START MATERIALS PROVIDED

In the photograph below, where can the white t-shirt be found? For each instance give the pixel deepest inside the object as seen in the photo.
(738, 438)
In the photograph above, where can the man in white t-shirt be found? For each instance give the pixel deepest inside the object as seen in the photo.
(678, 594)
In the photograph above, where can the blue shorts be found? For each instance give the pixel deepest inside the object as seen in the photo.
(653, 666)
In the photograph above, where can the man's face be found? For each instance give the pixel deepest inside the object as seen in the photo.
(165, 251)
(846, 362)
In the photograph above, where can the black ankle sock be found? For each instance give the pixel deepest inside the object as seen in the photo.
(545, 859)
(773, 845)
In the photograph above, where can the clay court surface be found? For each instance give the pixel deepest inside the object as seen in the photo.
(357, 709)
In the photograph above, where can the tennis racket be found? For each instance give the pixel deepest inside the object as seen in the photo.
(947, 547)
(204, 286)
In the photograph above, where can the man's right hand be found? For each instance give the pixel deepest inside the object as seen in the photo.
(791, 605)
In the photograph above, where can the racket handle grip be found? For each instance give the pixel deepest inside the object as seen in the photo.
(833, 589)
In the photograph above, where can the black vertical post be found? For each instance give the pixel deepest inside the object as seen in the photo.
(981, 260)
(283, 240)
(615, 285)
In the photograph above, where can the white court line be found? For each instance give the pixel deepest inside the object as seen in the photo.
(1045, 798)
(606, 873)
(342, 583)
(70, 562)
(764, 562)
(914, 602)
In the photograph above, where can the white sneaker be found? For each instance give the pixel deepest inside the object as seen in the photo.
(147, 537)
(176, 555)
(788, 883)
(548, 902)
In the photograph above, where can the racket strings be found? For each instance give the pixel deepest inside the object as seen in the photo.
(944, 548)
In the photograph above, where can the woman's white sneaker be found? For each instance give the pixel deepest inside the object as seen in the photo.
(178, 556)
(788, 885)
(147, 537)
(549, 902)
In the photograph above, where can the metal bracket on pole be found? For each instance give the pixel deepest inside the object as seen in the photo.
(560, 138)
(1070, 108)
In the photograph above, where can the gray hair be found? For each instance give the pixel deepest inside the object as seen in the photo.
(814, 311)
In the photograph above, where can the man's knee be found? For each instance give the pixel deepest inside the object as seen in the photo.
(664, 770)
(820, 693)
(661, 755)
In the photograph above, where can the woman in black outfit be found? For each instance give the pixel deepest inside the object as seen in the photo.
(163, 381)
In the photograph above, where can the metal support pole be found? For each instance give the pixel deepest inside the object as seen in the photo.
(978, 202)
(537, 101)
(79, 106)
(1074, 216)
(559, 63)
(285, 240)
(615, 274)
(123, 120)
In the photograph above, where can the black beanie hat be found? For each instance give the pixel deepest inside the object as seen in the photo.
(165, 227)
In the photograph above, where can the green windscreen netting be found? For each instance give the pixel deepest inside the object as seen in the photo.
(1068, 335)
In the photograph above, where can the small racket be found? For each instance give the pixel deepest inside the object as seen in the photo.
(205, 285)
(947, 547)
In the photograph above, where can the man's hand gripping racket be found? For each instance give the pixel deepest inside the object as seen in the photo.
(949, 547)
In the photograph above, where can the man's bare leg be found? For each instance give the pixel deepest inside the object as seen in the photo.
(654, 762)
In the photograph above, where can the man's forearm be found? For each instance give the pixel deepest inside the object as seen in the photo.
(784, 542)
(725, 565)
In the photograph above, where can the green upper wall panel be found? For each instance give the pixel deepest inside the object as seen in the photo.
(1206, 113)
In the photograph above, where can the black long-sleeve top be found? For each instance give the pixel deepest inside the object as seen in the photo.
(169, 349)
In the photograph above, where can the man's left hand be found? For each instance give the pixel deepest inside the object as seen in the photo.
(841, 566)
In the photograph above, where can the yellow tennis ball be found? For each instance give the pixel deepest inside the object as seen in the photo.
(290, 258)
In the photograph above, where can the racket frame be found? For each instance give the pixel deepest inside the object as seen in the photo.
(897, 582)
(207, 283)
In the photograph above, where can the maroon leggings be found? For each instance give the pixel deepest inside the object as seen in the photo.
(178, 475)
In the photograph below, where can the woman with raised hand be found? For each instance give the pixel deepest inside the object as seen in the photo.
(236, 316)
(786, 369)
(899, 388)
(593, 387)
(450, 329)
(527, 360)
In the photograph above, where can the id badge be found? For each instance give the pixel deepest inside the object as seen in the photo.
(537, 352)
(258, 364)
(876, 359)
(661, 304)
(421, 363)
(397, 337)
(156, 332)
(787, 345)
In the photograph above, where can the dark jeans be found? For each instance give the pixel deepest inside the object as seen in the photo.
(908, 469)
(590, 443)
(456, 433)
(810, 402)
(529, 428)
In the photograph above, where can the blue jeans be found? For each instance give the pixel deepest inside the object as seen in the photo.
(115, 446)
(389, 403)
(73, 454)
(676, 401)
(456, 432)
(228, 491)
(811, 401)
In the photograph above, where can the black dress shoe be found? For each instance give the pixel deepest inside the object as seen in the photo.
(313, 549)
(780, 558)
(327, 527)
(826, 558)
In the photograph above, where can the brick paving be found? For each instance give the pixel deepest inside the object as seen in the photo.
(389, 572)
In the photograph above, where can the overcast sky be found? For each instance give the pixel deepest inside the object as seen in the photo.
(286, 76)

END MATERIALS PROVIDED

• **WRITTEN PROBLEM**: Word for word, extract all the records.

• **ANSWER BELOW**:
In the photograph below, where can the white t-shirt be found? For each instance give the pixel deepest inside the object as seen in the photo.
(738, 438)
In the photograph above, where can the man in white t-shirt be found? For each instance give the pixel deepest inside the object as seen in the photo.
(678, 594)
In the photograph above, where can the blue shorts be found? For each instance give the pixel deepest inside the object as seen in the photo.
(653, 666)
In the photograph above, where can the man's face be found? For each instance give the pixel deepest inside the object as seen in the photo.
(165, 251)
(846, 362)
In the photograph above, where can the black ankle sock be found? For each instance give the pixel deepest inside the object as seen in the photo.
(545, 859)
(773, 845)
In the photograph above, where can the clay court surface be found? For each instance give the pixel deepest inside the object as seen in the photo.
(357, 709)
In the photograph above, where can the tennis racket be found? For each instance give the pixel deepest inside the object as seen in the photo.
(947, 547)
(204, 286)
In the photograph above, where can the man's right hand be found? For each instance give the pixel deepest inside the object as seen in the photo.
(791, 605)
In the photograph above, where can the racket handle grip be found? For each instance give the pixel deepest inside the object as seen in the photo.
(833, 589)
In the photograph above, where can the black vertical post be found? For each instance give the pixel deepest inside the object as seen in the photo.
(981, 260)
(283, 240)
(615, 285)
In the photograph above, where can the white court line be found? For each instance give the pixel deepest inside the object as seen in the photo.
(1045, 798)
(606, 873)
(342, 583)
(70, 562)
(764, 562)
(914, 602)
In the photograph above, where can the white sneaker be found? For each instance give the pixel deepest inside the object as seen in the photo.
(147, 537)
(176, 555)
(788, 883)
(548, 902)
In the photograph above, where can the racket strings be found? For each instance give the pixel deepest inside the object as seen in the photo.
(944, 548)
In the photograph above, where can the woman's white sneaker be found? For each instance give the pixel deepest inside the object as seen in the photo.
(178, 556)
(788, 885)
(147, 537)
(549, 902)
In the photograph above, where can the metal bracket on pole be found? For each instance give the pixel deepest inside the object as seen in the photo.
(560, 138)
(1070, 108)
In the photograph above, where can the gray hair be found? For each instance give the pixel deepest inside the object as seen in the photo.
(814, 311)
In the photograph above, where can the man's knee be found? For each instance give the pixel deepest inside the object as seen in the photo.
(664, 770)
(820, 693)
(661, 755)
In the photograph above, where can the woman in black outfit be found? For each instance give the pixel deepest inside the object as seen in the photo.
(163, 381)
In the photograph above, where can the metal support pole be found? For each instance give the pixel deepest inside the object as seen in the photo.
(978, 202)
(537, 101)
(79, 106)
(1074, 216)
(559, 63)
(285, 240)
(615, 274)
(123, 120)
In the photograph above, where can the black beanie hat be found? For each instance give the pixel deepest inside the object as seen in the photo.
(165, 227)
In the photograph above, where can the green windscreen netting be found? For each instance give the pixel deepest inside the object as seen in the photo.
(1068, 335)
In the photograph above, where can the small racket be found? For each instance give the pixel deepest inside the object as seen in the photo.
(205, 285)
(947, 547)
In the photograph above, where can the man's hand gripping racket be found? For each instance give the pixel deepest inside the object as seen in the photo.
(949, 547)
In the photograph above, where can the man's bare leg be found? For each instance give the pixel deepest inside the object as seen in the photo.
(654, 762)
In the photograph above, where can the man's forearm be found? For each instance give the pixel deepest inside the object as seen in the photo.
(784, 542)
(725, 565)
In the photograph above, where can the green upper wall panel be found? For each instance give the pixel deepest inside the object as seen in the photo.
(1206, 113)
In the photograph above, where can the black long-sleeve top be found? For each instance give the pixel deepest inside the object as seen in the photo.
(169, 349)
In the photograph above, where can the man's left hand be found? For each instance give the pixel deepest inside the object as seen in the photo.
(841, 566)
In the photograph above, where can the yellow tennis ball be found? For each instance give the pixel deepest inside the object as seen in the photo.
(290, 258)
In the photograph above, where can the racket frame be found? For each instance give the pixel deepest inside the object as seen in the photo.
(897, 582)
(207, 283)
In the photograph above, where can the maroon leggings be found? For each instance give the pixel deepest inside the object as seen in the photo.
(178, 475)
In the photograph below, where can the woman with raised hand be found? For each instance give the pixel deepest inside the object as seen in the photo.
(236, 316)
(786, 369)
(899, 388)
(593, 387)
(450, 329)
(527, 360)
In the photograph above, where can the id badge be found? For each instance give the pixel deepest inside the object as seen in the photo.
(537, 352)
(258, 364)
(876, 359)
(661, 304)
(421, 363)
(397, 337)
(156, 332)
(787, 345)
In the photograph above, where can the dark jeans be found? For each instance give the pixel deepest inside the object as seen in the photo.
(908, 469)
(590, 443)
(456, 433)
(810, 402)
(529, 428)
In the photograph above, where can the blue jeans be found? For each instance give the pixel deepest inside the object as seen in the photo.
(115, 446)
(389, 403)
(73, 454)
(676, 401)
(456, 432)
(228, 491)
(811, 401)
In the photograph above, where can the black dress shoe be found? For each instance give the pixel deepest inside the object as seen in the photo.
(313, 549)
(780, 558)
(327, 527)
(826, 558)
In the photograph above, where can the brick paving be found? For each instance give the pixel deepest inside the object as seen in the photo.
(389, 572)
In the photograph above, where can the overcast sky be found? For each instance give the pixel deepest inside the object as seen in the photo.
(286, 76)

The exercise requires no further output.